**Request**
Starting at the line that contains "rib and report the position of each.", restate each line word for word through the final line of the data, keeping both ends.

Source records:
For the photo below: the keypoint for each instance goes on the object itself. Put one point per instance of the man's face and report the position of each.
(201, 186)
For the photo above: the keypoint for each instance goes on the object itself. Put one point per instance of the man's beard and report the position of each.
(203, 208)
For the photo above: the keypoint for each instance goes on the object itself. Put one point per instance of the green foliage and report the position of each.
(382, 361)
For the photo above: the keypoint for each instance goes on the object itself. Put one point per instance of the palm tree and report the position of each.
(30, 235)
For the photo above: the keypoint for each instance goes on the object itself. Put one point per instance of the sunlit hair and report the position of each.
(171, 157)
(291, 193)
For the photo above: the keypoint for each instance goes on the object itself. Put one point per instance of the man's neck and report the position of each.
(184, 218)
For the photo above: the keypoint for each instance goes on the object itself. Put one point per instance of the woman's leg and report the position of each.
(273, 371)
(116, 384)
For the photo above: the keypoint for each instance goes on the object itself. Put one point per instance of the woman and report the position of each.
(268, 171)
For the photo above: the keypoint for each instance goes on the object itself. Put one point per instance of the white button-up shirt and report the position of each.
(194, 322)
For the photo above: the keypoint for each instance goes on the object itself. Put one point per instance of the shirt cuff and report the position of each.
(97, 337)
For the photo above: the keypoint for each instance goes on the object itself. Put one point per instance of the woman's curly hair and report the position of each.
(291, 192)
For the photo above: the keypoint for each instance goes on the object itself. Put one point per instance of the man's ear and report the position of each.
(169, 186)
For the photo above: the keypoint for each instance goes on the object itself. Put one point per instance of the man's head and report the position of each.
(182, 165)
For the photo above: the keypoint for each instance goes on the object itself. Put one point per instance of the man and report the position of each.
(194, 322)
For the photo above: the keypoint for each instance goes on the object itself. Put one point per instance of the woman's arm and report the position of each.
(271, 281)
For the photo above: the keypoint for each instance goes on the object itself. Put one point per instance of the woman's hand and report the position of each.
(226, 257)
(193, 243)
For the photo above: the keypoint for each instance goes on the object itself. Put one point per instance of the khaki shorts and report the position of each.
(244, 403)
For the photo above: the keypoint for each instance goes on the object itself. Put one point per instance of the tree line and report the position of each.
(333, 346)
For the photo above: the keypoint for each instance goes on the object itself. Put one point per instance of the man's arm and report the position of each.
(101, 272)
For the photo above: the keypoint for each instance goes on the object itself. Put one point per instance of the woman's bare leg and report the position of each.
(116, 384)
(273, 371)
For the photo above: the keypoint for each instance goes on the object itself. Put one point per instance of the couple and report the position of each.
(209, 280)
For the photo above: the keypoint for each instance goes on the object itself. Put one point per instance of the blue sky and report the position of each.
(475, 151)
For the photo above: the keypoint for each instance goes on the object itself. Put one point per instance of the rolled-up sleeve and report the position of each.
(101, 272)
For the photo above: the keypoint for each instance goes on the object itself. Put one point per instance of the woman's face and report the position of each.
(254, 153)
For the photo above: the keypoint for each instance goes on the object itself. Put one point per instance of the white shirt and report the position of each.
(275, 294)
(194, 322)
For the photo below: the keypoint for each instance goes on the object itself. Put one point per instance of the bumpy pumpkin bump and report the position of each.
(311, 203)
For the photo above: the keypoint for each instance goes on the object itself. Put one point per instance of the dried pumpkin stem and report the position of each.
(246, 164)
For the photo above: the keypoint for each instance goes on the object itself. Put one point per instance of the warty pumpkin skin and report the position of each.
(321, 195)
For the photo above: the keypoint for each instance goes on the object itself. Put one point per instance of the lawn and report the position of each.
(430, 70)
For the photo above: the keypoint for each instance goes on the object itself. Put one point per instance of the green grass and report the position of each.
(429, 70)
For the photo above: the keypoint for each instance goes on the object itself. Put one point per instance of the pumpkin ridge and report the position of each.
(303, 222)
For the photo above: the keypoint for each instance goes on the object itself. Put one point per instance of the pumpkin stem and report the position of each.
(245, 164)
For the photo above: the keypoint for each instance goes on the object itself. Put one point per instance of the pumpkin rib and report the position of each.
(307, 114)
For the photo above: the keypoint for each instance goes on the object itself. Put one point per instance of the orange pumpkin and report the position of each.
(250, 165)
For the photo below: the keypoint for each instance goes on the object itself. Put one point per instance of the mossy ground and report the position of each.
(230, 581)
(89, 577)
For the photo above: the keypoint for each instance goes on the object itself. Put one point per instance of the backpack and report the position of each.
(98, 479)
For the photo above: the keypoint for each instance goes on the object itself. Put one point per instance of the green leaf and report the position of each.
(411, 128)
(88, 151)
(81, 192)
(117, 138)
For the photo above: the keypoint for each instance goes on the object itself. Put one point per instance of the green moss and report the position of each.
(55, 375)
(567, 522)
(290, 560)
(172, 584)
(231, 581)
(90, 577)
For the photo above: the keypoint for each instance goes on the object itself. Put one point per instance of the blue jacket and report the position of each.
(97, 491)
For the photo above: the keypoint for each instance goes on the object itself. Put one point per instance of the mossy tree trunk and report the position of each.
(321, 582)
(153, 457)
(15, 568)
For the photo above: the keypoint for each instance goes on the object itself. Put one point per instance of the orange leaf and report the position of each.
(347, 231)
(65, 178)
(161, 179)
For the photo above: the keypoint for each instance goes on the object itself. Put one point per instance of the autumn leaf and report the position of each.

**Answer to this problem**
For the photo above: the keypoint for each instance goes on the object itself. Put one point per instance of the pumpkin rib and report the position of each.
(307, 114)
For the photo above: the keypoint for each instance goes on the object itself. Put one point per instance of the orange pumpkin and report the position of each.
(250, 165)
For the photo below: the keypoint for each instance goes on the object itself. Put one point per instance of the mossy ground and report the position of each.
(230, 581)
(89, 577)
For the photo above: the keypoint for each instance goes on the object itself. Put one point per instance of the backpack and report the position of each.
(98, 479)
For the photo above: the keypoint for each instance goes on the object itself. Put one point per instance of the green leaf and report the position of each.
(411, 128)
(88, 151)
(81, 192)
(117, 138)
For the photo above: the keypoint for each instance goes on the object itself. Put one point per instance of the green moss and report the position of each.
(55, 375)
(567, 522)
(290, 560)
(172, 584)
(231, 581)
(90, 577)
For the photo above: the keypoint for each instance goes on the object itself. Put one point per instance of the blue jacket and report the position of each.
(97, 491)
For the photo above: the keypoint for each instance goes on the object itself. Put one point per instance of the mossy tree trunk and report the position of each.
(321, 582)
(153, 457)
(15, 568)
For the photo above: the keypoint for each instance goes on the object itself. Put one point per instance of the orange leaf and report the position of each.
(347, 231)
(65, 178)
(161, 179)
For the photo above: the keypoint for each instance goes on the object itself. Put one point per instance of the autumn leaf and report the position of each.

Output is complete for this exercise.